## Aim of the exercise:
Format every line of the records below as a JSON list of strings, one string per line, and leave out any blank lines.

Entries from a dataset:
───

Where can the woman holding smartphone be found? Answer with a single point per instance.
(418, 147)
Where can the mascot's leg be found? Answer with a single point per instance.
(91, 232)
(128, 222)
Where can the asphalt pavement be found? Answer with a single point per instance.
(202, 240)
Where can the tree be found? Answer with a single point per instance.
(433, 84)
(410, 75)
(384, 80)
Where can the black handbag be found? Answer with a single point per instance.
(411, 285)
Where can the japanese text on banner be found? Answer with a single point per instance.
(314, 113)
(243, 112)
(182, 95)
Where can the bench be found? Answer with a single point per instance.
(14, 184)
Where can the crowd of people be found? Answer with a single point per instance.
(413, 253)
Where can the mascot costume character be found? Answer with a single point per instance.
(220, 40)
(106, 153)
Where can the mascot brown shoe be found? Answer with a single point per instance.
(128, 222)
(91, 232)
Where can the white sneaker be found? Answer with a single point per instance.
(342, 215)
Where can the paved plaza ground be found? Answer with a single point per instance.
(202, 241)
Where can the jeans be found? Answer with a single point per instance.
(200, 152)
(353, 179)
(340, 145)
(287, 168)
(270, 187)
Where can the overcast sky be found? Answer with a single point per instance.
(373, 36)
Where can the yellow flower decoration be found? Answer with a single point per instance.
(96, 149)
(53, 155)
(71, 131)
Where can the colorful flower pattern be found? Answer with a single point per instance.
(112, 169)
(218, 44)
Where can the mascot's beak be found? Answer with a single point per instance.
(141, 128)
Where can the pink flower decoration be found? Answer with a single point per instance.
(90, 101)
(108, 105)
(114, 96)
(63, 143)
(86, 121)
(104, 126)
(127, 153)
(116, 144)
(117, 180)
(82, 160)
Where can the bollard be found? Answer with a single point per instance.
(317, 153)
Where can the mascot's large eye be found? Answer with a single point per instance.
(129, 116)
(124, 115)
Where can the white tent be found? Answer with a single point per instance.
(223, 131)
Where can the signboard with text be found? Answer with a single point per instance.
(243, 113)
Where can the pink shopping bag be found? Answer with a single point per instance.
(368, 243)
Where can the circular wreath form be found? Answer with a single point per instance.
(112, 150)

───

## Task result:
[
  "Where can the woman holding smartphone be found? Answer with a single point per instance.",
  "(418, 147)",
  "Where can the mascot's leg be found? Answer with a single point per instance.",
  "(91, 232)",
  "(128, 222)",
  "Where can the asphalt pavement be found? Answer with a single point per instance.",
  "(202, 240)",
  "Where can the tree be found? Answer with a single point per instance.",
  "(433, 84)",
  "(410, 75)",
  "(384, 80)",
  "Where can the black handbag be found? Answer with a single point per instance.",
  "(411, 285)",
  "Where can the japanese text on banner be found? Answer with a single point per instance.",
  "(314, 113)",
  "(243, 112)",
  "(182, 95)",
  "Where can the bench be found? Answer with a single point per instance.",
  "(14, 184)",
  "Where can the crowd of people be found? Answer with a single point per instance.",
  "(413, 253)",
  "Where can the mascot costume character be found? Answer with a single point per instance.",
  "(220, 40)",
  "(106, 153)",
  "Where can the mascot brown shoe be found? Answer with a single point per instance.",
  "(128, 222)",
  "(91, 232)",
  "Where can the white sneaker be found? Answer with a single point per instance.",
  "(342, 215)",
  "Where can the paved plaza ground be found? Answer with a single point per instance.",
  "(202, 241)",
  "Where can the jeans be found? Answer with a single point per instance.",
  "(200, 152)",
  "(353, 179)",
  "(340, 145)",
  "(287, 168)",
  "(270, 187)",
  "Where can the overcast sky be found? Answer with a single point per instance.",
  "(373, 36)",
  "Where can the yellow flower decoration be found? Answer with a single point per instance.",
  "(96, 149)",
  "(53, 155)",
  "(71, 131)",
  "Where can the colorful flower pattern be found? Answer with a single point per instance.",
  "(112, 169)",
  "(218, 44)",
  "Where can the mascot's beak be found? Answer with a single point per instance.",
  "(141, 128)",
  "Where can the pink flower decoration be found? Answer with a single point per instance.",
  "(90, 101)",
  "(108, 105)",
  "(114, 96)",
  "(63, 143)",
  "(86, 121)",
  "(104, 126)",
  "(127, 153)",
  "(116, 144)",
  "(117, 180)",
  "(82, 160)",
  "Where can the bollard be found? Answer with a single point per instance.",
  "(317, 153)",
  "Where can the mascot's large eye be found? Answer with a single point per instance.",
  "(129, 116)",
  "(124, 115)",
  "Where can the white tent be found? Answer with a single point per instance.",
  "(223, 131)",
  "Where can the signboard with text be found? Answer with a single point per instance.",
  "(243, 113)",
  "Where can the pink shopping bag be found? Answer with a single point per instance.",
  "(368, 243)",
  "Where can the circular wreath form be found? Answer with a single point per instance.",
  "(112, 150)"
]